··· RECORDS TO USE

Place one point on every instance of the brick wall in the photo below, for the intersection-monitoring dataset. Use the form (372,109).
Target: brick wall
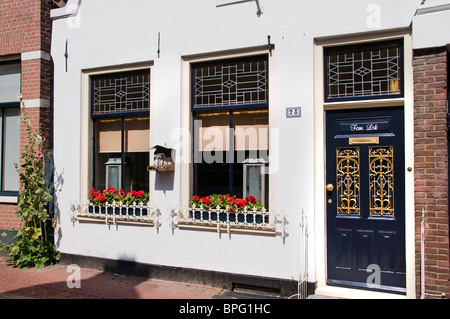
(431,169)
(25,26)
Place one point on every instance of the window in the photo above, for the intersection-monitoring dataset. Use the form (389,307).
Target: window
(231,127)
(9,127)
(369,71)
(120,112)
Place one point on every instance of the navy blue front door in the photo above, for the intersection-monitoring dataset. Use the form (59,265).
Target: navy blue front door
(365,176)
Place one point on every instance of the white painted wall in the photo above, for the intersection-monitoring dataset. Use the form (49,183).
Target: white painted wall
(107,33)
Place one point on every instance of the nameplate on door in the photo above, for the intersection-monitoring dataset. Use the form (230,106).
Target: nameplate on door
(364,140)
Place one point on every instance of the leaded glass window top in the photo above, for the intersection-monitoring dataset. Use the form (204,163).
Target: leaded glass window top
(231,82)
(364,71)
(121,92)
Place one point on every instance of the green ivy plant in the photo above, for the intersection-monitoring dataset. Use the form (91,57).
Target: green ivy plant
(33,244)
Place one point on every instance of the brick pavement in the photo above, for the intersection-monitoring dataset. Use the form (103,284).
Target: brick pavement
(51,283)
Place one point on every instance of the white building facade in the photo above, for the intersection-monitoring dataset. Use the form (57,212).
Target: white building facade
(307,108)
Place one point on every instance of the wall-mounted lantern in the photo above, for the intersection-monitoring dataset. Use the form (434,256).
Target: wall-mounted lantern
(162,159)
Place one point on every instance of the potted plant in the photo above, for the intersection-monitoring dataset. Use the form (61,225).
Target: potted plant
(98,200)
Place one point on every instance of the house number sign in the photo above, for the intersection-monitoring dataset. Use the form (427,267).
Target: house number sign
(293,112)
(368,127)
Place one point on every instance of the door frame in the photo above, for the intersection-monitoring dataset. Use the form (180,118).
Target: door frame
(320,107)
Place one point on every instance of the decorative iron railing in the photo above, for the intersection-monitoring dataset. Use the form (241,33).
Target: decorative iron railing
(116,213)
(223,220)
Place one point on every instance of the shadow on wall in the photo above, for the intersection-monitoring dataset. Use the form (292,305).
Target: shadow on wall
(68,282)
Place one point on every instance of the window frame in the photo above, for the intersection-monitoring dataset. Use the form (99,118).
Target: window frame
(364,47)
(3,106)
(229,108)
(94,117)
(258,105)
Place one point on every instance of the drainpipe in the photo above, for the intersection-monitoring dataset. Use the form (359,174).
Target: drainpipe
(69,10)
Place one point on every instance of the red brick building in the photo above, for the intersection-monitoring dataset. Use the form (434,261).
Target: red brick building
(26,67)
(431,192)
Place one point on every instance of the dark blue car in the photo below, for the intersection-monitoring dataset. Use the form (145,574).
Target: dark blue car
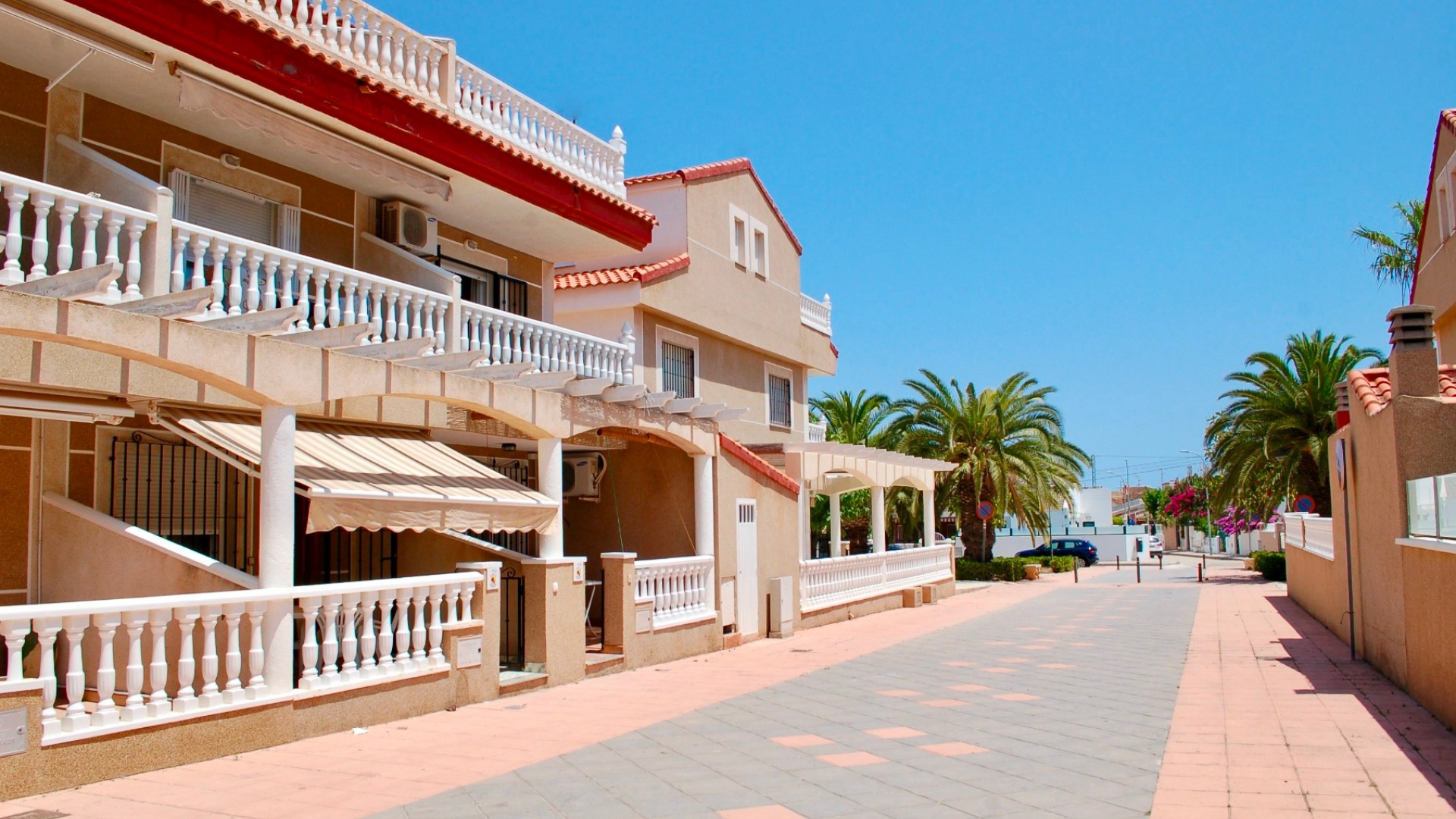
(1065,547)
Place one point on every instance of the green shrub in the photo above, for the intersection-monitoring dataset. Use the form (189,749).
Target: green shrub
(1269,564)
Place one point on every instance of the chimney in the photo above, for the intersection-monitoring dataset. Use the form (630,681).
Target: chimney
(1413,352)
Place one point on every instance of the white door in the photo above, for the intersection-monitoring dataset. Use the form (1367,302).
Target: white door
(747,566)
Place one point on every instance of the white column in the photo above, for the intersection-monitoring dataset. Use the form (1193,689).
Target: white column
(704,518)
(836,529)
(704,503)
(928,503)
(877,516)
(275,534)
(548,469)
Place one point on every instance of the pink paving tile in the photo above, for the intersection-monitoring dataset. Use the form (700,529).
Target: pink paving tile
(952,748)
(802,741)
(852,760)
(899,732)
(764,812)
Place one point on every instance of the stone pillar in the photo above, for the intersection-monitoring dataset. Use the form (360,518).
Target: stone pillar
(877,516)
(275,539)
(548,471)
(618,602)
(836,526)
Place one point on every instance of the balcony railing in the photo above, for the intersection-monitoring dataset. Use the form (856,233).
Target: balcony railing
(830,582)
(680,589)
(427,69)
(53,231)
(814,314)
(350,634)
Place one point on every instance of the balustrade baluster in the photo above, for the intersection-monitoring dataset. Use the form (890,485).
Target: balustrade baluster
(331,640)
(76,716)
(136,706)
(39,243)
(185,700)
(309,649)
(256,686)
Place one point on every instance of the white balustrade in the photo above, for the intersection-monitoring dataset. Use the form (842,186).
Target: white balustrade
(218,653)
(52,231)
(519,340)
(427,71)
(816,314)
(248,276)
(1310,534)
(680,589)
(830,582)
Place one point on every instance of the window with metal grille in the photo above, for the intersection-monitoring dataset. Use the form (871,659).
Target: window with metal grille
(781,401)
(677,369)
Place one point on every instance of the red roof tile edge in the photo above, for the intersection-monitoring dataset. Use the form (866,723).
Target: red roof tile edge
(758,464)
(723,169)
(642,273)
(1372,387)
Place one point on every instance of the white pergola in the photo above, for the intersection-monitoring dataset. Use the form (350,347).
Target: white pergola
(835,468)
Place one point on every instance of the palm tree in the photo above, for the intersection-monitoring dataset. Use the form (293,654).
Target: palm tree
(1395,257)
(1270,441)
(1006,444)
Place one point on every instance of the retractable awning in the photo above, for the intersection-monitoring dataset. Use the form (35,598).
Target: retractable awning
(378,479)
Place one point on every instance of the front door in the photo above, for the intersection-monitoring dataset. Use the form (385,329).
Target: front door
(747,566)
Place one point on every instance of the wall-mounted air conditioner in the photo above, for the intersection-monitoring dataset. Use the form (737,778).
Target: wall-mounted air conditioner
(582,474)
(405,224)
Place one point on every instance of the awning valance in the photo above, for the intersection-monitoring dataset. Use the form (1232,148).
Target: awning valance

······

- [WORK TO COMPLETE]: Reproduce every item above word for word, in its original order, and omit the pictures from your answer.

- [EXERCISE SOLUTION]:
Place one point on every instance of the brick wall in the photo below, for the intersection-monitoring dataset. Use the form (372,109).
Target: brick wall
(431,169)
(25,26)
Place one point on every instance of the window in the photo above, for the intersection-monitoring dataset. Use the form (389,307).
Target: window
(231,127)
(9,127)
(369,71)
(120,112)
Place one point on every instance of the navy blue front door in the photo above, for the intersection-monitoring dataset. Use the form (59,265).
Target: navy blue front door
(365,176)
Place one point on every instance of the white painted wall in the photo above, for the intersection-monitoring dataset. Use the form (49,183).
Target: white painted wall
(107,33)
Place one point on every instance of the nameplate on door in the photo above, for the intersection-monitoring dataset. Use the form (230,106).
Target: nameplate on door
(364,140)
Place one point on every instance of the leaded glass window top in the photo above, for the intersection-monitoring dataset. Use the form (204,163).
Target: leaded glass window top
(231,82)
(364,71)
(121,92)
Place one point on every instance of the green ivy plant in the photo above, for the intersection-monitoring dataset. Use the form (91,57).
Target: green ivy plant
(33,244)
Place one point on every instance of the brick pavement in the photo above, for the intersection-monitoring dataset. Use the form (103,284).
Target: brick pavement
(51,283)
Place one point on every instance of the white building facade in the photo above, for the intersection-monitoring dataset. Use the form (57,212).
Target: white building facade
(307,108)
Place one point on every instance of the wall-mounted lantern in the photo above, for the intersection-monitoring dataset. Use the form (434,256).
Target: wall-mounted lantern
(162,159)
Place one point on every instance of the potted plant in the photo above, for the intersection-monitoring dataset. Use the form (61,225).
Target: potted plant
(98,200)
Place one point on every instance of the house number sign in the photo above, for the intersection-monitoring dataset. Use the form (427,267).
Target: house number sign
(293,112)
(368,127)
Place one point on every instance of the door frame in the photo above, for the intersection-monitoring dataset. Use the form (180,118).
Target: door frame
(320,107)
Place one point on every instance of the decorative iron railing in the photo above, for the intersection-monitoring dataset. Use the form (241,33).
Target: decorative iron railing
(116,213)
(223,220)
Place one point on every instance of the shadow on wall in the photo above, for the intersection-monitoring dataset. Use the form (292,305).
Target: shadow on wall
(68,282)
Place one point on every instance of the window frame in the photo above, for the intersection-monitoring dataset. Use the form (99,118).
Target: window frame
(364,47)
(3,106)
(229,108)
(94,117)
(258,105)
Place one point on every instance of the drainpipe in the photo above, for the intersection-monitoring dataset. Use the form (359,174).
Target: drainpipe
(69,10)
Place one point on every instance of the red brick building in the photo above, for the intersection-monitoring dataset. Use the form (434,261).
Target: red brick building
(26,67)
(431,192)
Place one point on every instance of the dark blue car in the photo below, for the intersection-monitoring dataset. Use the form (145,574).
Target: dark blue car
(1065,547)
Place one point on every instance of the green shrub in the photo above, for the intersection-monitoring dataset. Use the form (189,749).
Target: green shrub
(1269,564)
Place one point on every instance of the chimney in the photo above, for the intersection-monitoring dataset. Use the form (630,681).
Target: chimney
(1413,352)
Place one point on every instance of the white door in the photo above, for the intersection-monitoring dataset. Use the form (1367,302).
Target: white door
(747,566)
Place one point on every instance of the white column in the photo above, for the intersection-monitoring dataset. Use the form (1193,689).
Target: white column
(704,518)
(836,529)
(704,503)
(928,503)
(877,516)
(275,534)
(548,469)
Place one point on every instance of the pink paving tile in the photo above, for the intersection-monitoring dataset. Use the form (700,529).
Target: pink paving tile
(952,748)
(802,741)
(852,760)
(899,732)
(764,812)
Place one point on every instance of the stone pillar in the photo above, for the intersection-monitoring dataset. Use the form (360,518).
Target: stone pillar
(877,516)
(275,539)
(548,471)
(618,602)
(836,526)
Place one point on every instance of the balcony railing in the photo above, for the intersection-monitoring dataset. Use the form (856,233).
Target: balcony railing
(830,582)
(680,589)
(427,69)
(53,231)
(814,314)
(350,634)
Place one point on every instance of the balustrade baluster in the photo above, for the intersection-monitoring dataset. Use the form (890,485).
Target: balustrade baluster
(331,640)
(76,716)
(136,706)
(39,243)
(185,700)
(309,649)
(256,686)
Place one point on every instance of the white balustrade in the photo above, for the intersection-monitoring dataset. Use the form (842,186).
Target: white balustrade
(218,653)
(52,231)
(519,340)
(427,71)
(816,314)
(248,276)
(1310,534)
(680,589)
(830,582)
Place one point on every instance of the window with metal grille in the photo above, for the intersection-monitoring dataset. Use the form (871,659).
Target: window with metal grille
(781,401)
(677,369)
Place one point on every instance of the red roof tile edge in the photo above, for the intersection-monitoring dataset. Use the form (866,723).
Target: red roof tile edge
(758,464)
(723,169)
(642,273)
(1372,387)
Place one point on every instance of the white pergola in the photo above, for the intersection-monitoring dataset. Use the form (350,347).
Target: white pergola
(835,468)
Place one point on every instance of the palm tree in the photo above, for the intersection-monitoring dataset. Use the form (293,654).
Target: palm tree
(1395,257)
(1270,441)
(1006,444)
Place one point on every instance of the retractable awning in the photo above, for the intersection-monitoring dataset. Use the form (35,598).
Target: retractable awning
(378,479)
Place one point on every instance of the front door in the photo above, for the intersection-monitoring dataset. Use the form (385,329).
Target: front door
(747,566)
Place one point on every instance of the wall-mounted air conditioner in the photo above, for the intersection-monitoring dataset. Use the form (737,778).
Target: wall-mounted air conditioner
(582,474)
(405,224)
Place one point on every instance of the awning valance in the photo above, for the intersection-monitoring dataset. Use the form (1232,148).
Target: awning valance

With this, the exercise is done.